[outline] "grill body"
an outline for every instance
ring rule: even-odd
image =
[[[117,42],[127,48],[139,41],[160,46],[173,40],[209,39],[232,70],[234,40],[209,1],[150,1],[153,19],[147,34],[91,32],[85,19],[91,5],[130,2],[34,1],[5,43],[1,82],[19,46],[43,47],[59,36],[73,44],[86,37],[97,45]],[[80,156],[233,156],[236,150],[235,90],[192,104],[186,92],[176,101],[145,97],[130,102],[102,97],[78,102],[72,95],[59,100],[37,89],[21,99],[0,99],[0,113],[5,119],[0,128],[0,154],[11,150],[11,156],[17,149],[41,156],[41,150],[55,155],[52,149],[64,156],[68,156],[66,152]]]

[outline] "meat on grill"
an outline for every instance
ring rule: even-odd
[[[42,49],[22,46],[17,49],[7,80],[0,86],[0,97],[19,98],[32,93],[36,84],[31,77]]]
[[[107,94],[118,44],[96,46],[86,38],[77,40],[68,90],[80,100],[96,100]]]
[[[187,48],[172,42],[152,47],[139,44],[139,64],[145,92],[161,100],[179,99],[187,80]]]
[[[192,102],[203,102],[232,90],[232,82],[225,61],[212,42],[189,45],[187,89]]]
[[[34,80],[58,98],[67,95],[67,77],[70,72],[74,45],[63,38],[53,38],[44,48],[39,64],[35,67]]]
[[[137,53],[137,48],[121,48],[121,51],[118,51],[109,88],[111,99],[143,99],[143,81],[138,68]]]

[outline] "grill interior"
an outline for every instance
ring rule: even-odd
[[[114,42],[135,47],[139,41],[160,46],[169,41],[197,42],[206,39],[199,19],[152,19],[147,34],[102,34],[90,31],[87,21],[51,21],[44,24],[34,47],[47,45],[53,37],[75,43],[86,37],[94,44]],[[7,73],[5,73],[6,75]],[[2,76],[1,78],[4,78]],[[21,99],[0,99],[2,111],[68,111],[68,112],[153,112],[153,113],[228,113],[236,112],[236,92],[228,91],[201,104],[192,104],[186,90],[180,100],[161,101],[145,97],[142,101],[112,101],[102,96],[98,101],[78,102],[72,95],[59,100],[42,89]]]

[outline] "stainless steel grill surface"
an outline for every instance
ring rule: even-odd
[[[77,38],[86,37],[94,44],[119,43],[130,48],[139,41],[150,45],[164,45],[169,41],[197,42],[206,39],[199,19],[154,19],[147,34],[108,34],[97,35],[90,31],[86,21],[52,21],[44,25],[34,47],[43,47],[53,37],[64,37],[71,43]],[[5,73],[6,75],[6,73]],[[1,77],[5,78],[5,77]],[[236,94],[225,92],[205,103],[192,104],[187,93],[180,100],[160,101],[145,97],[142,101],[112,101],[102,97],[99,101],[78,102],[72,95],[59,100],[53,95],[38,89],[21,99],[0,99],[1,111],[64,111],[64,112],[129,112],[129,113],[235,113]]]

□ □ □ □ □ □ □

◆ **Work to complete**
Write each line above out exactly.

◆ **Correct output**
[outline] "grill body"
an outline for every instance
ring rule: even-odd
image =
[[[117,42],[127,48],[139,41],[160,46],[173,40],[209,39],[232,70],[234,40],[209,1],[150,1],[153,19],[147,34],[91,32],[85,19],[91,5],[130,2],[34,1],[5,43],[1,82],[19,46],[43,47],[59,36],[73,44],[86,37],[97,45]],[[80,156],[233,156],[236,150],[235,90],[192,104],[186,92],[176,101],[145,97],[130,102],[102,97],[78,102],[72,95],[59,100],[37,89],[21,99],[0,99],[0,113],[5,119],[0,128],[0,154],[11,150],[11,156],[17,149],[41,156],[41,150],[55,155],[52,149],[64,156],[68,156],[66,152]]]

[outline] "meat on grill"
an outline for every instance
ring rule: even-odd
[[[42,49],[22,46],[17,49],[7,80],[0,86],[0,97],[19,98],[32,93],[36,84],[31,77]]]
[[[107,94],[118,44],[96,46],[86,38],[77,40],[68,90],[80,100],[96,100]]]
[[[187,48],[172,42],[152,47],[139,44],[139,64],[145,92],[161,100],[179,99],[187,80]]]
[[[192,102],[203,102],[232,90],[232,82],[225,61],[212,42],[189,45],[187,89]]]
[[[34,80],[58,98],[67,95],[67,77],[70,72],[74,45],[63,38],[53,38],[44,48],[39,64],[35,67]]]
[[[137,53],[137,48],[121,48],[121,51],[118,51],[109,88],[111,99],[143,99],[143,81],[138,68]]]

[outline] "grill interior"
an outline for every instance
ring rule: even-odd
[[[114,42],[135,47],[139,41],[160,46],[169,41],[197,42],[206,39],[199,19],[152,19],[147,34],[102,34],[90,31],[87,21],[51,21],[44,24],[34,47],[47,45],[53,37],[75,43],[86,37],[94,44]],[[7,73],[5,73],[6,75]],[[2,76],[1,78],[4,78]],[[21,99],[0,99],[2,111],[68,111],[68,112],[153,112],[153,113],[228,113],[236,112],[236,92],[228,91],[201,104],[192,104],[186,90],[180,100],[161,101],[145,97],[142,101],[112,101],[102,96],[98,101],[78,102],[72,95],[59,100],[42,89]]]

[outline] "stainless steel grill surface"
an outline for every instance
ring rule: even-odd
[[[77,38],[86,37],[94,44],[119,43],[130,48],[139,41],[150,45],[164,45],[169,41],[197,42],[206,39],[199,19],[154,19],[147,34],[108,34],[97,35],[90,31],[86,21],[52,21],[44,25],[34,47],[43,47],[53,37],[64,37],[71,43]],[[5,73],[6,75],[6,73]],[[1,77],[5,78],[5,77]],[[236,94],[225,92],[205,103],[192,104],[187,93],[180,100],[160,101],[145,97],[142,101],[112,101],[102,97],[99,101],[78,102],[72,95],[59,100],[53,95],[38,89],[21,99],[0,99],[1,111],[64,111],[64,112],[129,112],[129,113],[235,113]]]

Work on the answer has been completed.